Extrait source
·····

Si notre nouveau président est encore loin d’avoir résorbé le chômage et la malaise identitaire, il a su conquérir une stature internationale et remettre le pays en ordre de marche. La France n’est plus le village gaulois de la mondialisation. Il était temps.
Ainsi donc l’homme malade de l’Europe est devenu son dernier rempart. Jusqu’à être sacré par The Economist, si critique ces derniers temps, comme le « pays de l’année 2017 ». Que cela plaise ou non, ils sont nombreux au-delà de nos frontières à estimer que la France est de retour grâce à Emmanuel Macron. « Tous mes amis anglo-saxons l’adorent », confie Lara Marlowe, une Californienne correspondante à Paris de The Irish Times, qui ajoute : « Il n’y a pas si longtemps, nous les Américains, nous avions Obama et vous aviez Hollande… Aujourd’hui, vous avez Macron et nous, nous avons Trump… »

·····

Données enregistrées
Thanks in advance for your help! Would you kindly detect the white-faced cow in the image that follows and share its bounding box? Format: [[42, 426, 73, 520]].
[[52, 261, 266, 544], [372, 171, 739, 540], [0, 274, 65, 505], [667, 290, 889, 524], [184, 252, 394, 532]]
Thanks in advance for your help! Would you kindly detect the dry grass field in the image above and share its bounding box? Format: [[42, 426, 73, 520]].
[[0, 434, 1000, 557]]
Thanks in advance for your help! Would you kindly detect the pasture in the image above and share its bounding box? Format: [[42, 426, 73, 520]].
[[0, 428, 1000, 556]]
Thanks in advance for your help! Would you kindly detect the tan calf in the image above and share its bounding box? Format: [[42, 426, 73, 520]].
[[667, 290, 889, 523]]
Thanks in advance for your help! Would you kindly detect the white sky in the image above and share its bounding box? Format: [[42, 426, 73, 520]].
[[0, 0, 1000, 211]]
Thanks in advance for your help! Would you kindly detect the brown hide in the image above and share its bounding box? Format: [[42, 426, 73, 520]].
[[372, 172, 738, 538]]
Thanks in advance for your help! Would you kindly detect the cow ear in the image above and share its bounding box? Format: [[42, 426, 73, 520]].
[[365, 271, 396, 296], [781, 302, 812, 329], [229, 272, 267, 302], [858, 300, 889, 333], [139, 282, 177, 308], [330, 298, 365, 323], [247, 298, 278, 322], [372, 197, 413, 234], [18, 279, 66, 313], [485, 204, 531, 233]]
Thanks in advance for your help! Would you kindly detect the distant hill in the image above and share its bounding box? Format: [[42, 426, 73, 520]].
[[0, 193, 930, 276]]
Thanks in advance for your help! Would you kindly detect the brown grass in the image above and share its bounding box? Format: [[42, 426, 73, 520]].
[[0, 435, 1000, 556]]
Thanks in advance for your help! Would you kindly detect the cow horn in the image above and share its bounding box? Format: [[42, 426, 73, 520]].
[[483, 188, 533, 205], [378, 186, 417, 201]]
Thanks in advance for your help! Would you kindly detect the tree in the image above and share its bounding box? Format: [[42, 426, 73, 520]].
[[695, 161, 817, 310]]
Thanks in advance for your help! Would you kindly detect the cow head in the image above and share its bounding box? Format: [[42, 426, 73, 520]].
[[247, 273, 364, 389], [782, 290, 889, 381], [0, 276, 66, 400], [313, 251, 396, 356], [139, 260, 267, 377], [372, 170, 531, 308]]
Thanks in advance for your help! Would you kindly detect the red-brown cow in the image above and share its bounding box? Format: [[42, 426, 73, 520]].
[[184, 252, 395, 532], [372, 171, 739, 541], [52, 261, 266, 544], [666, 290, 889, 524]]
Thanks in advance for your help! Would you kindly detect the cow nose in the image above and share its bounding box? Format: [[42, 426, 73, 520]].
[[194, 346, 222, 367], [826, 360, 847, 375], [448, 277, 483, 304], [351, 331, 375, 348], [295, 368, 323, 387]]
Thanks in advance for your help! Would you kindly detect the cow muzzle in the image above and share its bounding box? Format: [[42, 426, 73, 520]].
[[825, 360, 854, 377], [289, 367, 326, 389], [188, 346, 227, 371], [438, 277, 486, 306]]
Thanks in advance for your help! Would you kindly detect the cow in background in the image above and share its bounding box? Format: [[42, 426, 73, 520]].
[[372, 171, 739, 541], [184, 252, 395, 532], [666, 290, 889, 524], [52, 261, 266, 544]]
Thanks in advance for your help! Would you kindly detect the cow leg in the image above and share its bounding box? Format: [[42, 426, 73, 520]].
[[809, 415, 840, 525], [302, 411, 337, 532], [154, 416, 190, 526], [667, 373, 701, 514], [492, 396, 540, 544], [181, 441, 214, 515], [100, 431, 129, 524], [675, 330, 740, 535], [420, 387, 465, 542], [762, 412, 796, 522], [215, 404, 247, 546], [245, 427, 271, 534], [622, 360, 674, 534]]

·····

Consignes
[1] Énumérez toutes les personnes nommées dans l'extrait, chacune une seule fois.
[2] Recopiez le passage de l'extrait qui commence par « Si notre nouveau » et se termine par « Il était temps. ».

Réponses
[1] Emmanuel Macron, Lara Marlowe, Obama, Hollande, Trump

[2]
Si notre nouveau président est encore loin d’avoir résorbé le chômage et la malaise identitaire, il a su conquérir une stature internationale et remettre le pays en ordre de marche. La France n’est plus le village gaulois de la mondialisation. Il était temps.